#### Extracted data

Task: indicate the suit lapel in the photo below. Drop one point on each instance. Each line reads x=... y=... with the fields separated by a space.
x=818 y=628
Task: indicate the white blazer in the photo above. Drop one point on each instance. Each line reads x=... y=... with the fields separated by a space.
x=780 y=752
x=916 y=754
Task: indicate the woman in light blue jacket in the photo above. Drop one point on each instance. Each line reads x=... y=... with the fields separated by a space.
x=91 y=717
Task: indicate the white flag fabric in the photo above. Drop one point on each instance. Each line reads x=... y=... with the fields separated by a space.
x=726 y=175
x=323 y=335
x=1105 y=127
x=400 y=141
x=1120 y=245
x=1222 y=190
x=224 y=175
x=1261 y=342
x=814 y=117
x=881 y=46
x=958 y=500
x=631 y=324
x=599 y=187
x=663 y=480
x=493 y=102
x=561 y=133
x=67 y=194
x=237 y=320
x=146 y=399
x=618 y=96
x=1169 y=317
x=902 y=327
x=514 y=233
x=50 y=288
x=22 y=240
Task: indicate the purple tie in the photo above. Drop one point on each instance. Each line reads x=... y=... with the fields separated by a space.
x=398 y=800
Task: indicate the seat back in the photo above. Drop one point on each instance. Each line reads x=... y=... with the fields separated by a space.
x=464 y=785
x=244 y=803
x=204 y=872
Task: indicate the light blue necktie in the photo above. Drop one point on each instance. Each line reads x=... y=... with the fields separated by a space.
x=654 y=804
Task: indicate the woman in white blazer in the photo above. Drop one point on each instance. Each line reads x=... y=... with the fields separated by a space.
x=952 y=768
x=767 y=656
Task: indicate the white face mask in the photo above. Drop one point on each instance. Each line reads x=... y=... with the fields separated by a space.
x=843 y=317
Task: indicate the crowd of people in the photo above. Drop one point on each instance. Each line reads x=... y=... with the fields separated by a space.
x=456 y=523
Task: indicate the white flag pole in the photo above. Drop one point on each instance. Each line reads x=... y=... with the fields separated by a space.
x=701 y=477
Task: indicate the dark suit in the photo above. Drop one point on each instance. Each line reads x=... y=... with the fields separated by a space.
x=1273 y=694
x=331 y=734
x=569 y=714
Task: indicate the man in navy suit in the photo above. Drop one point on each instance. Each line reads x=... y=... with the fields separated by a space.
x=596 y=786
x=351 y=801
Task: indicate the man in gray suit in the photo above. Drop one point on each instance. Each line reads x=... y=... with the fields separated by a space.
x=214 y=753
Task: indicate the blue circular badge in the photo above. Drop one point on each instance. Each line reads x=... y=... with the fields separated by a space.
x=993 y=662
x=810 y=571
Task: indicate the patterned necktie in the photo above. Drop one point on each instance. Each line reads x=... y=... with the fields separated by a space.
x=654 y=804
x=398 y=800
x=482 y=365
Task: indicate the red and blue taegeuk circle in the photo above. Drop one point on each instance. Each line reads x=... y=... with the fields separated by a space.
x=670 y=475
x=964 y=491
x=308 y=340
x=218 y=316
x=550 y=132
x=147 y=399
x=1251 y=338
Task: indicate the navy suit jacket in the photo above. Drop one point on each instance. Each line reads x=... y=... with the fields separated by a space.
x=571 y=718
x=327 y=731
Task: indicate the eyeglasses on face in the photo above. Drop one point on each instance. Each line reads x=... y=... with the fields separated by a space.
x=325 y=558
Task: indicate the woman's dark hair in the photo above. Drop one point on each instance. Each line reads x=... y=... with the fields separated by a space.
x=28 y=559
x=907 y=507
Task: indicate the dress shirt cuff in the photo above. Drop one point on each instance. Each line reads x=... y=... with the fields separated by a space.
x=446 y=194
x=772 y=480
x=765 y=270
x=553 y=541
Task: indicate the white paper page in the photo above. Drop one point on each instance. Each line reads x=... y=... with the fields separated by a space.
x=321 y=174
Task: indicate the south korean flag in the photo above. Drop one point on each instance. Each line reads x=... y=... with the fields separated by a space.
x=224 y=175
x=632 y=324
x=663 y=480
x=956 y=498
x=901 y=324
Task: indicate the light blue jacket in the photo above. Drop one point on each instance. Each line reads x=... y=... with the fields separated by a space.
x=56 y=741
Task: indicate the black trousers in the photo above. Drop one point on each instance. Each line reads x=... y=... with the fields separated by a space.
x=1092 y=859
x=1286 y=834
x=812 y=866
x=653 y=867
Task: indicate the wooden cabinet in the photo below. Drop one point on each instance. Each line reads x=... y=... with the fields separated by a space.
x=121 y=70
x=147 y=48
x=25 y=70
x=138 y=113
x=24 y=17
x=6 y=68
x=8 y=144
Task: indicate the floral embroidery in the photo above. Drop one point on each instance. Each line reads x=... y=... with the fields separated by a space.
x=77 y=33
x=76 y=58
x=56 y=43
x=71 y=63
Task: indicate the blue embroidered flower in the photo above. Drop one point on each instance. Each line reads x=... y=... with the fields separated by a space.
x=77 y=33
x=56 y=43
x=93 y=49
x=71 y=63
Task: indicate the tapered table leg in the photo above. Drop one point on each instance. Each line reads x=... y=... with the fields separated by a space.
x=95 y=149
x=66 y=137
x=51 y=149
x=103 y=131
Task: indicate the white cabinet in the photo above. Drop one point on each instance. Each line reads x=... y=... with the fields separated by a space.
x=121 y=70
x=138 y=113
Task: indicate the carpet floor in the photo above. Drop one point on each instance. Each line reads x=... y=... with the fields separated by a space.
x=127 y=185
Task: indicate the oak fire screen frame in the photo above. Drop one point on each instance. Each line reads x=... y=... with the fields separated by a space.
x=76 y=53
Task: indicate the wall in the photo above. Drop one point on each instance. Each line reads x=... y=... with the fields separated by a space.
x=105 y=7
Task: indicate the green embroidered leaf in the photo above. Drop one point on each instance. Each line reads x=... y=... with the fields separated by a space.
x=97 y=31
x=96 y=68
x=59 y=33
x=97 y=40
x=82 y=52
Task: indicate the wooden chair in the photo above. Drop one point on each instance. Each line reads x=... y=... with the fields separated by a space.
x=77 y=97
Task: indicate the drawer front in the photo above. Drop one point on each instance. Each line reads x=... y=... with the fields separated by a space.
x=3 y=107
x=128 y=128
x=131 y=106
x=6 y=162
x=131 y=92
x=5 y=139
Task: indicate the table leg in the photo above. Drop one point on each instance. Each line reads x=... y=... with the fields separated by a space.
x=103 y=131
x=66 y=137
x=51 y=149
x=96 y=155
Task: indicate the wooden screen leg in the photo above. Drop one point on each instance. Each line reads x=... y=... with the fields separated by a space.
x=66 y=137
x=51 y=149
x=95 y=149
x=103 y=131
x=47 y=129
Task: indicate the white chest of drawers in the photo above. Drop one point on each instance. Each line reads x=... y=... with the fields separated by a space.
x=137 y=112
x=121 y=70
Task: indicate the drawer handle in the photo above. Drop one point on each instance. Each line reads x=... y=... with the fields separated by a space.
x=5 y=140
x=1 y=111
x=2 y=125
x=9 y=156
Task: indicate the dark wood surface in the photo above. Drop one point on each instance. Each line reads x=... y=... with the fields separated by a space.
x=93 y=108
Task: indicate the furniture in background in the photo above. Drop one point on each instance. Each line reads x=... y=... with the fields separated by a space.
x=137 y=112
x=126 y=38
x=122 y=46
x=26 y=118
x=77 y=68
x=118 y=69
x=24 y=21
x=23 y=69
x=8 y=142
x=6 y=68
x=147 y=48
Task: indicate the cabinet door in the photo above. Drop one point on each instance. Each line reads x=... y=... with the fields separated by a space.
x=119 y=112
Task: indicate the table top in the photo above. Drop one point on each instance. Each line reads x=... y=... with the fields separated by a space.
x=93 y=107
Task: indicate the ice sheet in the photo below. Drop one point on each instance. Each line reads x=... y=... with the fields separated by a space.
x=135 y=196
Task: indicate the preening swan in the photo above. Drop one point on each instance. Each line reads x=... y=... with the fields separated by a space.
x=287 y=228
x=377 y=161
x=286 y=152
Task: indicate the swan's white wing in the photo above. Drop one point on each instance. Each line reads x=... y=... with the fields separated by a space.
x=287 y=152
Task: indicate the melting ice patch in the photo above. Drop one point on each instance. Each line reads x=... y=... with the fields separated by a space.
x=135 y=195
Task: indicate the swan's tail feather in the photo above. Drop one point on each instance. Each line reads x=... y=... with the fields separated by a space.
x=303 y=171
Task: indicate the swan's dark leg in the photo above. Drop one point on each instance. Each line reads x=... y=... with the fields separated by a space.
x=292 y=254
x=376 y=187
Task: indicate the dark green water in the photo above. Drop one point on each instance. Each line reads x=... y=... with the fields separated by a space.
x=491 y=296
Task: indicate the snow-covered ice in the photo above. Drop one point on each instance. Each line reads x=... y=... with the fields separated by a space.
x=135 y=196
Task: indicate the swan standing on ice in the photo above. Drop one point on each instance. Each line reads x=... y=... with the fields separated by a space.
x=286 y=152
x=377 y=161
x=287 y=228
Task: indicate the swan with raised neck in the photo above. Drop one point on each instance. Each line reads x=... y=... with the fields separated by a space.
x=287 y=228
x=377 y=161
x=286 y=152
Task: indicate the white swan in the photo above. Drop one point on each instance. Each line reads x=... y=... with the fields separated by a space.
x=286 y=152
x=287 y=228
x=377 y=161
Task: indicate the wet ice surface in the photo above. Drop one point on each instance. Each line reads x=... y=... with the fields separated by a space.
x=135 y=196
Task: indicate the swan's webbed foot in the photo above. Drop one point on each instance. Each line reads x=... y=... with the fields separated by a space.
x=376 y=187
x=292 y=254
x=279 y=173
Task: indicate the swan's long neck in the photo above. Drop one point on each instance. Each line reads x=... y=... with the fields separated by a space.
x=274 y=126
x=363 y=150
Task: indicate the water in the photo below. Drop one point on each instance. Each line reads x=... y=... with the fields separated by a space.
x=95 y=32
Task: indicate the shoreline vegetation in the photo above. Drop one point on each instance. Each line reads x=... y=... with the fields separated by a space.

#### Written request
Output exactly the lines from the one containing "Task: indicate the swan's webbed" through the last line of the entries, both ends included.

#### Result of this exercise
Task: indicate the swan's webbed foot in the photo above. Drop one point on each instance. Each line reads x=... y=... with the fields separated by a space.
x=376 y=187
x=292 y=254
x=279 y=173
Task: indicate the swan's long neck in the photo above. Drop one point on each instance. Each line reads x=... y=... with the fields separated by a space.
x=274 y=126
x=363 y=150
Task: indicate the water in the photo below. Drop one point on each instance. Each line reads x=... y=... with the fields separated by a space.
x=95 y=32
Task: indicate the shoreline vegetation in the photo above. Drop one point on each instance. Each line reads x=... y=... with the fields separated by a space.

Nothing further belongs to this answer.